## Exercise details
Every entry, from first to last, is to be retyped without any alteration.

_ _ _ _ _

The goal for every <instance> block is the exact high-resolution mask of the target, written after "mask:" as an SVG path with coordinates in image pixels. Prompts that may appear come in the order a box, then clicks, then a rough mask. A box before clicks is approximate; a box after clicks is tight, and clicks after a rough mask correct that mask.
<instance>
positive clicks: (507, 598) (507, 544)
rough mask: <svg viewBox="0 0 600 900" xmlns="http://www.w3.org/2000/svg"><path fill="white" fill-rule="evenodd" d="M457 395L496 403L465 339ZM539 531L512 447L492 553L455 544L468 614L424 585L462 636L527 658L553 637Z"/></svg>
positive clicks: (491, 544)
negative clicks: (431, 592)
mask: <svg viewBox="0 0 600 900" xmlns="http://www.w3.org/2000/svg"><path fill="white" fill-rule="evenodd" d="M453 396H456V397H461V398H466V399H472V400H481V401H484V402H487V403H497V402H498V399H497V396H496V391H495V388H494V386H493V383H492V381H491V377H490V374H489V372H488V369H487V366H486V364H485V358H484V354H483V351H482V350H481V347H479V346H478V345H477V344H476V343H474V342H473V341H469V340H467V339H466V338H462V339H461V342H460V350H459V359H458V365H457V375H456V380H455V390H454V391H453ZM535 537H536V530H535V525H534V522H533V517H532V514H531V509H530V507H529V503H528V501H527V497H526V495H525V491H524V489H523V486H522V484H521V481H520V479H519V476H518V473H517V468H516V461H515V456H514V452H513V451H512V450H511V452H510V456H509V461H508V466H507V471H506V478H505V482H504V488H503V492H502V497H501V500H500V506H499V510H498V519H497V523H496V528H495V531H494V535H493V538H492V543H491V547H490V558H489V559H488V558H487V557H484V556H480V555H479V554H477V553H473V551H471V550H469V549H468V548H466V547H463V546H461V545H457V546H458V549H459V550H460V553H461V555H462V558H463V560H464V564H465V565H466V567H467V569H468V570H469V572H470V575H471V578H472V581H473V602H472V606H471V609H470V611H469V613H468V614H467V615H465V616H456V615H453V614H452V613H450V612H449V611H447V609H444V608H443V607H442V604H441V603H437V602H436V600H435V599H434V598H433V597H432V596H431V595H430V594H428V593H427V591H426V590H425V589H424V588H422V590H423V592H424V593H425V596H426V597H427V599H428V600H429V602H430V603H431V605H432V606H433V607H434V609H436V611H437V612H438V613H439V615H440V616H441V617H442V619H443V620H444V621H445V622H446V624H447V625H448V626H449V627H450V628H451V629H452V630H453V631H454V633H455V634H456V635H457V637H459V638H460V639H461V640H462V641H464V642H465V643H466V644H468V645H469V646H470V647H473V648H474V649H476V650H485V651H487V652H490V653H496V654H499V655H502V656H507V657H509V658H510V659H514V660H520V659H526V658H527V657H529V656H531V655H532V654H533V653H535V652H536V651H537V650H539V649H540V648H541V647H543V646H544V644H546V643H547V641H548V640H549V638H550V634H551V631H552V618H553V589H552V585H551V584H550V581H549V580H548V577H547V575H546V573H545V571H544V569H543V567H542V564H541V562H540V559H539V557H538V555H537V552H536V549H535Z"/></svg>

_ _ _ _ _

## The answer
The goal for every <instance> block is the exact high-resolution mask of the target, written after "mask:" as an SVG path with coordinates in image pixels. Prompts that may appear come in the order a box, then clicks, then a rough mask. A box before clicks is approximate; a box after clicks is tight, and clicks after a rough mask correct that mask.
<instance>
positive clicks: (507, 598) (507, 544)
rough mask: <svg viewBox="0 0 600 900" xmlns="http://www.w3.org/2000/svg"><path fill="white" fill-rule="evenodd" d="M457 395L496 403L465 339ZM539 531L512 447L492 553L455 544L468 614L424 585L462 636L527 658L553 637Z"/></svg>
positive clicks: (491, 544)
negative clicks: (431, 592)
mask: <svg viewBox="0 0 600 900" xmlns="http://www.w3.org/2000/svg"><path fill="white" fill-rule="evenodd" d="M453 396H456V397H461V398H466V399H472V400H481V401H484V402H487V403H497V402H498V399H497V396H496V391H495V388H494V386H493V383H492V381H491V377H490V374H489V372H488V369H487V366H486V364H485V358H484V354H483V351H482V350H481V347H479V346H478V345H477V344H476V343H474V342H473V341H469V340H467V339H466V338H462V339H461V342H460V350H459V359H458V365H457V375H456V380H455V390H454V391H453ZM535 537H536V530H535V525H534V522H533V517H532V514H531V509H530V507H529V503H528V501H527V497H526V495H525V491H524V489H523V486H522V484H521V481H520V479H519V476H518V473H517V468H516V461H515V456H514V452H513V451H512V450H511V452H510V456H509V461H508V466H507V471H506V478H505V482H504V488H503V492H502V497H501V500H500V506H499V510H498V519H497V523H496V528H495V531H494V535H493V538H492V543H491V547H490V558H489V559H488V558H487V557H484V556H480V555H479V554H477V553H473V551H471V550H469V549H468V548H466V547H463V546H461V545H457V546H458V549H459V550H460V553H461V555H462V558H463V560H464V564H465V565H466V567H467V569H468V570H469V572H470V575H471V578H472V581H473V602H472V606H471V609H470V611H469V613H468V614H467V615H465V616H456V615H453V614H452V613H450V612H449V611H447V609H444V608H443V607H442V604H441V603H437V602H436V600H435V599H434V598H433V597H432V596H431V595H430V594H428V593H427V591H426V590H425V589H424V588H422V590H423V592H424V593H425V596H426V597H427V599H428V600H429V602H430V603H431V605H432V606H433V607H434V609H436V611H437V612H438V613H439V615H440V616H441V617H442V619H443V620H444V621H445V622H446V624H447V625H448V626H449V627H450V628H451V629H452V630H453V631H454V633H455V634H456V635H457V637H459V638H460V639H461V640H462V641H464V642H465V643H466V644H468V645H469V646H470V647H473V648H474V649H476V650H485V651H487V652H490V653H496V654H499V655H502V656H507V657H509V658H510V659H514V660H520V659H526V658H527V657H529V656H531V655H532V654H533V653H535V652H536V651H537V650H539V649H540V648H541V647H543V646H544V644H546V643H547V641H548V640H549V638H550V634H551V631H552V618H553V589H552V585H551V584H550V581H549V580H548V577H547V575H546V573H545V571H544V569H543V567H542V564H541V562H540V559H539V557H538V555H537V552H536V549H535Z"/></svg>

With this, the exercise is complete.